WHAT IS NEEDED: Translate this sentence from the court opinion excerpt below into Spanish: "Junior members were trained on drug trafficking, and gang leadership organized drug trafficking across state lines."

DOCUMENT SECTION:
-=-=-
Furthermore, the evidence also established beyond a reasonable doubt that Mobley joined and remained in the conspiracy knowing and intending that the enterprise would engage in felony drug trafficking sufficient for a life sentence. Witnesses testified about the gang's drug trafficking scheme and specified that it trafficked kilograms of cocaine. And the evidence showed that drug trafficking was pervasive through the gang. Gang literature discussed cocaine trafficking and how to do it effectively. Junior members were trained on drug trafficking, and gang leadership organized drug trafficking across state lines. Mobley was no exception: cocaine and drug trafficking paraphernalia was seized from Mobley's residence during a search. Mobley argues that this is not enough to establish that he knew about the gang's drug trafficking in quantities exceeding five kilograms and that he did not agree to participate in the conspiracy as to drug trafficking. But because the evidence established that there was cocaine and drug trafficking paraphernalia in Mobley's house—even if the district court tossed the possession count—that Mobley was a gang leader, and that even low-level members of the gang were aware of the large-scale drug trafficking enterprise, the evidence established beyond a reasonable doubt that Mobley joined and remained in the conspiracy intending to commit drug trafficking that supported a life sentence in furtherance of the Gangster Disciples enterprise.
-=-=-
GIVEN DATA:
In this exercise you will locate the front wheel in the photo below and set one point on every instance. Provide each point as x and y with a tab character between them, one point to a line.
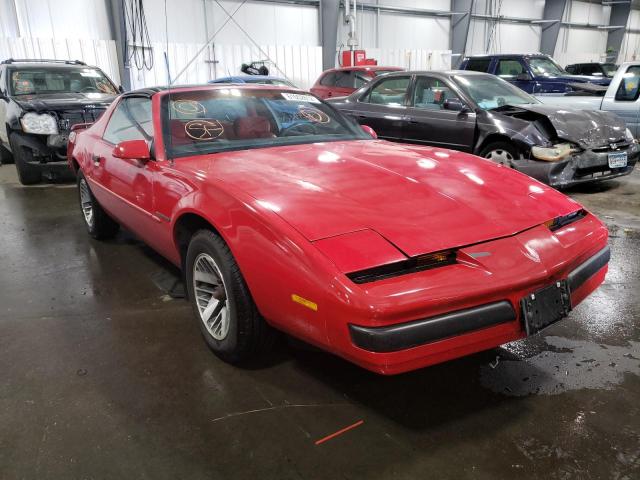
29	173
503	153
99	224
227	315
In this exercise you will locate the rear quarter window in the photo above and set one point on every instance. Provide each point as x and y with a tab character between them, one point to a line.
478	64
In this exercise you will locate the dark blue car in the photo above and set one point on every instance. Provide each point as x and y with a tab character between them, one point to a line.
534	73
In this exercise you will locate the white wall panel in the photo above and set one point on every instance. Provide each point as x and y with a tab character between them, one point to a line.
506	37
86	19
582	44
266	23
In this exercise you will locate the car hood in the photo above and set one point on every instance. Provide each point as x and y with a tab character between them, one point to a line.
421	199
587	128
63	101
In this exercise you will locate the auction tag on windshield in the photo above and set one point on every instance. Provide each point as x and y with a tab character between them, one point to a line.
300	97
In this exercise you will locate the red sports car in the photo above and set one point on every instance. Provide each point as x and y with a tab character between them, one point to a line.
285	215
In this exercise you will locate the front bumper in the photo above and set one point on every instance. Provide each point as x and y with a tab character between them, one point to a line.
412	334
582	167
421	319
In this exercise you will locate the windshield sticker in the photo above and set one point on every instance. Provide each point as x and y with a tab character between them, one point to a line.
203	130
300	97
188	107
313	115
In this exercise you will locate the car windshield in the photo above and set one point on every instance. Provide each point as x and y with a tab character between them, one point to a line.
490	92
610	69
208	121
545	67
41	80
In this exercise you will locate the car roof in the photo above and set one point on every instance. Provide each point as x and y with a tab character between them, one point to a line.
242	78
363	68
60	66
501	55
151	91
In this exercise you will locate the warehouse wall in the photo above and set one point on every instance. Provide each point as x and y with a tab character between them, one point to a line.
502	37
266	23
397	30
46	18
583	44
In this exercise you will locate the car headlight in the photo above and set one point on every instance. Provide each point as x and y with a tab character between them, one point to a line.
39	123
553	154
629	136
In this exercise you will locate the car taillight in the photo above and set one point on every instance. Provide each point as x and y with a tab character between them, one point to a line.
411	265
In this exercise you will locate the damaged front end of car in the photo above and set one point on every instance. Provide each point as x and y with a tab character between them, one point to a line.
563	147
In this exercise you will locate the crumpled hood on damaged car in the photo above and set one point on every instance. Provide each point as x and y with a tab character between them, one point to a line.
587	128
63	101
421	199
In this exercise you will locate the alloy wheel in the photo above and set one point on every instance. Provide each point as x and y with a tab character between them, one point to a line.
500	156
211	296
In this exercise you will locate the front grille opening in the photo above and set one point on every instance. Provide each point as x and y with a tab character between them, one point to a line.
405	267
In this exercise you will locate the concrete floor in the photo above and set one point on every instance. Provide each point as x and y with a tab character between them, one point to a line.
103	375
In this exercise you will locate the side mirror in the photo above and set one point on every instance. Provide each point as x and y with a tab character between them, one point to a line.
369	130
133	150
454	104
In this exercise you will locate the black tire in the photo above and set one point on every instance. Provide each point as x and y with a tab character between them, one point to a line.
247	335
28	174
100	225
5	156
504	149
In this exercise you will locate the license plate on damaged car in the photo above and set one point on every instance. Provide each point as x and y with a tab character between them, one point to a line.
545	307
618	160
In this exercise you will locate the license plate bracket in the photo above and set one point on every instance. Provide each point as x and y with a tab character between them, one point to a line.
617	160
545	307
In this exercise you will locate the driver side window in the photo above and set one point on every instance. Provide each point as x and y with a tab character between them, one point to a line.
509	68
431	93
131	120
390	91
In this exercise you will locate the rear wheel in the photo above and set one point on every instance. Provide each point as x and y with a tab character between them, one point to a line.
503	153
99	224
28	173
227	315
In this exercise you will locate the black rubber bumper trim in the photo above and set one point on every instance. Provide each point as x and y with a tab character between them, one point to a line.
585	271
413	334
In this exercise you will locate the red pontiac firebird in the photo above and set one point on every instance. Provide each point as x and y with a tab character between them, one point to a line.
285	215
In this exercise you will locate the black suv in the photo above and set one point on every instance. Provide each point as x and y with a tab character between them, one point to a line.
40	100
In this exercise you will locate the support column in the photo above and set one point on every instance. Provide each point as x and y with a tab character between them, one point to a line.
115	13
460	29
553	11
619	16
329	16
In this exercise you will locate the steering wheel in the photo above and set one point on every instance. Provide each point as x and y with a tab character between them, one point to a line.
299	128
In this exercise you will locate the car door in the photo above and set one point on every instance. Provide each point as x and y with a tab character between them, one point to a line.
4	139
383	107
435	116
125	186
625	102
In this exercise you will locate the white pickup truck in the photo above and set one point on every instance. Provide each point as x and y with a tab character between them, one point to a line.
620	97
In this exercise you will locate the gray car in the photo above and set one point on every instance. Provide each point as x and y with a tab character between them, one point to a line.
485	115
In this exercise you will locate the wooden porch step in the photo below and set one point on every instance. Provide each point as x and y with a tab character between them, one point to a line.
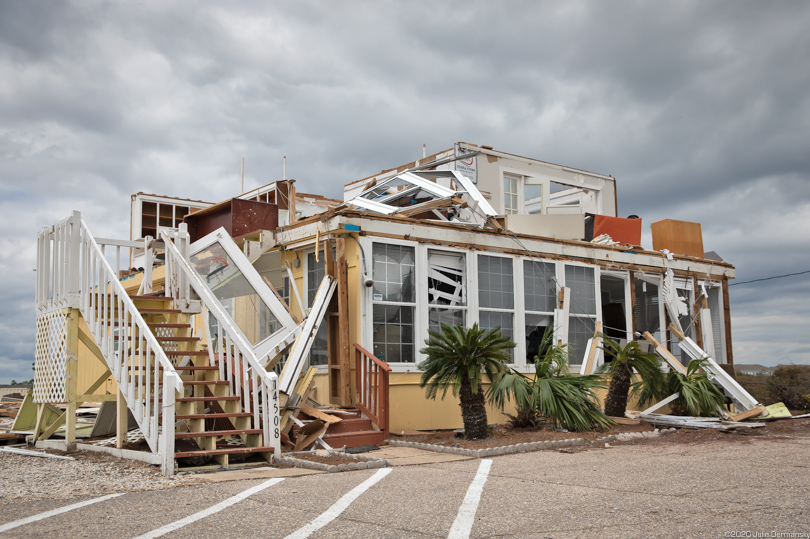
-=-=-
WRITTEN REPLY: Los miembros de menor rango recibían entrenamiento en el narcotráfico, y el liderazgo de la pandilla organizaba el narcotráfico a través de las fronteras estatales.